#### [Dataset entries]
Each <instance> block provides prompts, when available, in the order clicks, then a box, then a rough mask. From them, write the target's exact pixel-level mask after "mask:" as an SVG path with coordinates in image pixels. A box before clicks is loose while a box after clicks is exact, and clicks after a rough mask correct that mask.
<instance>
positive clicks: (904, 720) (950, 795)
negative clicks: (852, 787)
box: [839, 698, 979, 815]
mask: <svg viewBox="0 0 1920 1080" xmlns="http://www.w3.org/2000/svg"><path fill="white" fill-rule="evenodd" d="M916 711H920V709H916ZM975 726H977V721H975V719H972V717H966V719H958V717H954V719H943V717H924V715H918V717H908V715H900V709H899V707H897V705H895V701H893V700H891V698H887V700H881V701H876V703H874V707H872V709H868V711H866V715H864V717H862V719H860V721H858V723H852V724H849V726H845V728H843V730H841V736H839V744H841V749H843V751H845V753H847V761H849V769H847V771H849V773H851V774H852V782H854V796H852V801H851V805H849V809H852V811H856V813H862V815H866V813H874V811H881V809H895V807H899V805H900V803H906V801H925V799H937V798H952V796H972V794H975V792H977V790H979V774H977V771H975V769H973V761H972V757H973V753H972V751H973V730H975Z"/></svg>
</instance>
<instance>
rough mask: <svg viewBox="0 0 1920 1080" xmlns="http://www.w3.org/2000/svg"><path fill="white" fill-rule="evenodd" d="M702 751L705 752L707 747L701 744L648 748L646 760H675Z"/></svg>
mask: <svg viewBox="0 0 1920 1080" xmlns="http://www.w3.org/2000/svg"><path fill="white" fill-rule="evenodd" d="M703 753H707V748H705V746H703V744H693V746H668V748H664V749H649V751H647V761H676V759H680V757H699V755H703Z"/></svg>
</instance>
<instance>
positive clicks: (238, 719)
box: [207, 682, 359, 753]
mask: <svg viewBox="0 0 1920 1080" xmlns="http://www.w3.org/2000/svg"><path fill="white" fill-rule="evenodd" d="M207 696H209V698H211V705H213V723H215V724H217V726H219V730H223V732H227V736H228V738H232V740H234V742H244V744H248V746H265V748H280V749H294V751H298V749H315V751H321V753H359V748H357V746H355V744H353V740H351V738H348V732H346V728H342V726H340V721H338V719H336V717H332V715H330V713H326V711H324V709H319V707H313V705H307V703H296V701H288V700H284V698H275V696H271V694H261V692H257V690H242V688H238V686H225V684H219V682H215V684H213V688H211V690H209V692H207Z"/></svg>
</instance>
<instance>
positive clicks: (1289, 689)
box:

#### [Your goal]
Rewrite all of the records above, changing every "positive clicks" to "foreground clicks" and leaving everything else untouched.

#### [Response to the exercise]
Each <instance> block provides prompts, when available, in the order clicks, then a box, then a rough mask. From them, write the target's exact pixel-level mask after "mask:" as an SVG path with coordinates in image pixels. A box before clicks is loose while a box after clicks is exact, and clicks after a rough mask correct that mask.
<instance>
foreground clicks: (904, 720) (950, 795)
negative clicks: (852, 787)
box: [839, 698, 979, 815]
mask: <svg viewBox="0 0 1920 1080" xmlns="http://www.w3.org/2000/svg"><path fill="white" fill-rule="evenodd" d="M916 711H920V709H916ZM975 726H977V721H975V719H972V717H966V719H958V717H954V719H943V717H924V715H918V717H908V715H900V709H899V707H897V705H895V701H893V700H891V698H887V700H881V701H876V703H874V707H872V709H868V711H866V715H864V717H862V719H860V721H858V723H852V724H849V726H845V728H843V730H841V736H839V744H841V749H843V751H845V753H847V761H849V769H847V771H849V773H851V774H852V782H854V796H852V801H851V805H849V809H852V811H856V813H862V815H866V813H874V811H881V809H895V807H899V805H900V803H906V801H925V799H937V798H952V796H972V794H975V792H977V790H979V774H977V771H975V769H973V761H972V757H973V753H972V751H973V730H975Z"/></svg>
</instance>
<instance>
rough mask: <svg viewBox="0 0 1920 1080" xmlns="http://www.w3.org/2000/svg"><path fill="white" fill-rule="evenodd" d="M702 751L705 752L707 747L701 744L648 748L646 760H675Z"/></svg>
mask: <svg viewBox="0 0 1920 1080" xmlns="http://www.w3.org/2000/svg"><path fill="white" fill-rule="evenodd" d="M703 753H707V748H705V746H703V744H693V746H668V748H664V749H649V751H647V761H676V759H680V757H699V755H703Z"/></svg>
</instance>
<instance>
foreground clicks: (238, 719)
box: [207, 682, 359, 753]
mask: <svg viewBox="0 0 1920 1080" xmlns="http://www.w3.org/2000/svg"><path fill="white" fill-rule="evenodd" d="M207 696H209V698H211V705H213V723H215V724H217V726H219V730H223V732H227V736H228V738H232V740H234V742H244V744H248V746H265V748H280V749H294V751H298V749H315V751H321V753H359V748H357V746H355V744H353V740H351V738H348V732H346V728H342V726H340V721H338V719H336V717H332V715H330V713H326V711H324V709H319V707H313V705H307V703H296V701H288V700H284V698H275V696H271V694H261V692H257V690H242V688H238V686H225V684H219V682H215V684H213V688H211V690H209V692H207Z"/></svg>
</instance>
<instance>
foreground clicks: (1289, 689)
box:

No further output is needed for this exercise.